Text section:
Jack Cole says he spends most of his day online.

"I just love the Internet, and I love everything that's available at your fingertips," the Bradenton resident said.

Throughout the day, he stays glued to his laptop and smartphone – the barrage of tweets and texts and minute-by-minute checking of what's happening on social media and in the news.

That's life in the digital age for Jack – and a majority of folks these days.

"We're going to go with about 8 hours a day," Cole said. "But then I would say that's not uncommon. I believe everybody today, especially anybody in their 20's or 30's, especially the younger generation. My daughter, she's 4, she can use a tablet."

But doctors say as that generation gets older, more and more hospitals are treating a relatively new issue in society: Diagnosed internet addiction.

Dr. Kimberly Young runs the nation's first and only inpatient internet addiction center. She said just like folks with drug or alcohol addictions, people go through detox – only this one is a digital detox.

"I still understand it's controversial," Young said via Skype in Pennsylvania. "People say, 'is it really an addiction? Is it not? What's an addiction?' Well, anything obviously can be an addiction when you talk about something so serious that it's jeopardized relationships or careers."

She sees it all the time at the center, a 10-day program that costs people $14,000 out of pocket. Insurance companies aren't covering "internet addiction" treatment yet.

Young said the people she treats at the center aren't folks like Cole. It goes way beyond just being plugged in throughout the day.

Exercise details:
Resume the news piece about internet addiction from its last sentence and continue it. The listing that follows comes from a separate source.

Given data:
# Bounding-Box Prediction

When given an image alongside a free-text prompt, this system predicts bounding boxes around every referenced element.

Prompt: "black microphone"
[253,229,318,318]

Answer to the problem:
The majority of patients she sees are gamers, the 20-somethings who spend up to 12 hours a day playing games like World of Warcraft and Call of Duty. She also sees patients with diagnosed addictions to cyber dating and online gambling.

These are people, Young says, whose lives are literally spinning out of control because they are obsessed with the Internet.

And when their use starts affecting other areas of life, that's when is becomes classified as "addiction."

"Really it's not about, 'Oh, I just use my iPhone too much,'" she said. "It's really become a very pathological sense. It's a compulsive disorder, something that you're not able to control, and now it's jeopardized something important in your life."

That's where Cole draws the line. He admits that 8 hours a day online is a lot, but he said understanding that it's just a laptop or a smartphone is the key.

Young was also quick to point out the many positives of the Internet. These addiction cases are still rare. She's hoping that her work will help bring more awareness to the people who really need help.